• _À compléter_:
**1)** Recopiez, dans l'article sur l'IA générative, le passage allant de "Analyses de grands" jusqu'à "déclare le dirigeant.".
**2)** D'après l'article sur l'IA générative, quel tend à être le premier réflexe, en particulier dans la finance ?
**3)** Poursuivez l'article sur l'IA générative après sa dernière phrase.

── Texte de la page ──

Analyses de grands documents, synthèses, génération de code informatique… Les cas d’usage les plus fréquemment évoqués sont donc en test aujourd’hui. “Nous testons, mais nous sommes surtout en train d’apprendre”, déclare le dirigeant.
Former les collaborateurs et développer de nouvelles compétences
Jean-Paul Mazoyer en est convaincu, “nous pouvons aller beaucoup plus loin dans la personnalisation et l’aide apportée à nos conseillers.” D’ailleurs, selon lui, le principal volet du programme sur l’IA générative concerne la formation de cette population aux usages.
“De nombreuses personnes sont déjà à l’aise dans l’utilisation de la Gen AI. Il faut que l’ensemble des salariés de notre banque le soient aussi”, ambitionne le directeur général adjoint. Il concède, en particulier dans la finance, que le premier réflexe tend à être celui de l’interdiction.

───
── Données fournies ──

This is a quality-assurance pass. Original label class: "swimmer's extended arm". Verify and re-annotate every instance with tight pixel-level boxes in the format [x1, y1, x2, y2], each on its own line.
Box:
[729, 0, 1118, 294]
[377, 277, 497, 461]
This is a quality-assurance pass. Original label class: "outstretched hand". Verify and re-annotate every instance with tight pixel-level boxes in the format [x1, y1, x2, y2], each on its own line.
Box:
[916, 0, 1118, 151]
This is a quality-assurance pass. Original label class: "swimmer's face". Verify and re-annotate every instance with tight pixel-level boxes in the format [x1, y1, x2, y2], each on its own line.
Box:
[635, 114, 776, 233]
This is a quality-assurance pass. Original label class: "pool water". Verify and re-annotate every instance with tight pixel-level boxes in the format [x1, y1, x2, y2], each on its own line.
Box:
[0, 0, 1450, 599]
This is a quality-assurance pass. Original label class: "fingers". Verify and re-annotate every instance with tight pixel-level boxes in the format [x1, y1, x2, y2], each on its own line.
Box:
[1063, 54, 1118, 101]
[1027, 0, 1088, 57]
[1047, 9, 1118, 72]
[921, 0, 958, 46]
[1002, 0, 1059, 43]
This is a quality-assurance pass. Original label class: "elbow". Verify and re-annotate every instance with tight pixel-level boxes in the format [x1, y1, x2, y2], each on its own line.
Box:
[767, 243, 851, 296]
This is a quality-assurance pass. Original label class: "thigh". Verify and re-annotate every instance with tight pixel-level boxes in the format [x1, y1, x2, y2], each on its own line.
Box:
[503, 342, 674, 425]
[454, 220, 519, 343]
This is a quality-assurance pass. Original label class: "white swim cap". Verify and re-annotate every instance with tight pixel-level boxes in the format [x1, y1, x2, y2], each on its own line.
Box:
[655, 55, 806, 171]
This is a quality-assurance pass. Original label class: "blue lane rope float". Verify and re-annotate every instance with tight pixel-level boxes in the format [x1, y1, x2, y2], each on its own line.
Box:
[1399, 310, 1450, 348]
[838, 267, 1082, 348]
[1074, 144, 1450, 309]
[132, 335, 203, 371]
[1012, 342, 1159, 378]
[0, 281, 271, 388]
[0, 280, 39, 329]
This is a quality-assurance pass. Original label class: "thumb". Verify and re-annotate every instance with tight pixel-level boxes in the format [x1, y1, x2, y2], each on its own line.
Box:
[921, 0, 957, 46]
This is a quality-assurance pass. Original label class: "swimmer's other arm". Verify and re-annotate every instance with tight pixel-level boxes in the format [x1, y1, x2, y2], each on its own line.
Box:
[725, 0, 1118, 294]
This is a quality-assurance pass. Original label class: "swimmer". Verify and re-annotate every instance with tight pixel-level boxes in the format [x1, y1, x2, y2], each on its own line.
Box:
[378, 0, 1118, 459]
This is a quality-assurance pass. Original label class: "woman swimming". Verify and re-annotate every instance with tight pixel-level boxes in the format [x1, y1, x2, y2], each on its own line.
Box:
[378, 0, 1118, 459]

───

• _Résultats_:
**1)**
Analyses de grands documents, synthèses, génération de code informatique… Les cas d’usage les plus fréquemment évoqués sont donc en test aujourd’hui. “Nous testons, mais nous sommes surtout en train d’apprendre”, déclare le dirigeant.

**2)** Celui de l'interdiction.

**3)**
Si les risques, notamment de fuite de données, sont réels, il convient d’accompagner l’utilisation faite souvent en mode shadow IT (ou plutôt shadow AI). Rendre cet usage intuitif dans le quotidien des collaborateurs de la banque demandera des efforts.
Adepte du digital augmenté par l’humain – soit la puissance des outils complétée par une “couche d’empathie, de flexibilité et d’émotion” -, Jean-Paul Mazoyer rappelle la nécessité d’augmenter en parallèle l’humain par le digital, dont de l’IA.
Pour le dirigeant, cette augmentation annonce une transformation des métiers et des compétences humaines, les soft skills. L’enjeu pour la technologie sera quant à lui de rendre l’utilisation de l’IA “aussi naturelle qu’avec n’importe quel outil, comme un mail ou un traitement de texte.”
L’humain doit apporter plus que l’expertise
La Gen AI s’accompagne dès lors d’un “changement d’organisation, de formation, de compétences et de management, car il faudra aussi repenser les habitudes.” Jean-Paul Mazoyer anticipe “une révolution”, récusant toute analyse considérant ces modèles comme “une simple technologie supplémentaire.”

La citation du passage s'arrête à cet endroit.